__Task statement__: Convert every line of the listing below into a Markdown table with the columns Row and Line, numbering the rows in order. Skip blank lines and leave the picture out.

__The data__:
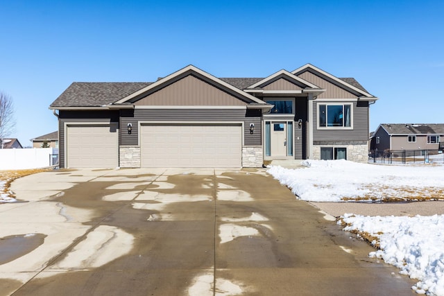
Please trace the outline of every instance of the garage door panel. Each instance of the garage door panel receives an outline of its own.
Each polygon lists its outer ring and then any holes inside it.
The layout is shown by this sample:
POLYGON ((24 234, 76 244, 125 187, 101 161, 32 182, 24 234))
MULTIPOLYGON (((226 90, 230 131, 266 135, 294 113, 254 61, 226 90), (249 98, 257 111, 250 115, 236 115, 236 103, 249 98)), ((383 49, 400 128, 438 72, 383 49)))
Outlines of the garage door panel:
POLYGON ((142 125, 142 166, 241 166, 241 132, 240 124, 142 125))
POLYGON ((110 125, 68 125, 67 166, 115 168, 119 166, 117 130, 110 125))

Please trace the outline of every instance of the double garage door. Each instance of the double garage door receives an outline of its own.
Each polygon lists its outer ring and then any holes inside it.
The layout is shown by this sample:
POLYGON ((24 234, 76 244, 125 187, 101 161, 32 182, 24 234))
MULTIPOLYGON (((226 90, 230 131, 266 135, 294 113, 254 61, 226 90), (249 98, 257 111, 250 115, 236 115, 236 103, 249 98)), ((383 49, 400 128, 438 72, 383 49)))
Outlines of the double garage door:
POLYGON ((144 168, 241 167, 241 124, 146 124, 140 130, 144 168))
MULTIPOLYGON (((68 125, 66 167, 119 166, 116 128, 68 125)), ((144 124, 139 132, 143 168, 241 166, 241 124, 144 124)))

__Task solution__:
| Row | Line |
|---|---|
| 1 | Please trace the outline of every instance of the garage door panel. Each instance of the garage door panel receives an outline of its own. |
| 2 | Each polygon lists its outer ring and then any holes inside it. |
| 3 | The layout is shown by this sample: |
| 4 | POLYGON ((24 234, 76 244, 125 187, 101 161, 32 182, 24 234)) |
| 5 | MULTIPOLYGON (((226 90, 230 131, 266 135, 294 113, 254 61, 226 90), (249 98, 257 111, 250 115, 236 115, 236 103, 249 98)), ((383 49, 400 128, 438 72, 383 49))) |
| 6 | Outlines of the garage door panel: |
| 7 | POLYGON ((142 125, 142 166, 241 166, 241 132, 240 124, 142 125)) |
| 8 | POLYGON ((110 125, 68 125, 67 166, 115 168, 119 166, 117 130, 110 125)) |
| 9 | Please trace the outline of every instance of the double garage door. Each instance of the double garage door receives an outline of its own. |
| 10 | Each polygon lists its outer ring and then any holes inside it. |
| 11 | The layout is shown by this sample: |
| 12 | POLYGON ((24 234, 76 244, 125 187, 101 161, 32 182, 24 234)) |
| 13 | MULTIPOLYGON (((226 90, 230 131, 266 135, 294 113, 254 61, 226 90), (249 98, 257 111, 250 115, 236 115, 236 103, 249 98)), ((383 49, 400 128, 438 72, 383 49))) |
| 14 | Outlines of the double garage door: |
| 15 | POLYGON ((144 168, 241 167, 241 124, 146 124, 140 130, 144 168)) |
| 16 | MULTIPOLYGON (((68 125, 66 167, 119 166, 116 128, 68 125)), ((144 124, 139 132, 143 168, 241 166, 241 124, 144 124))) |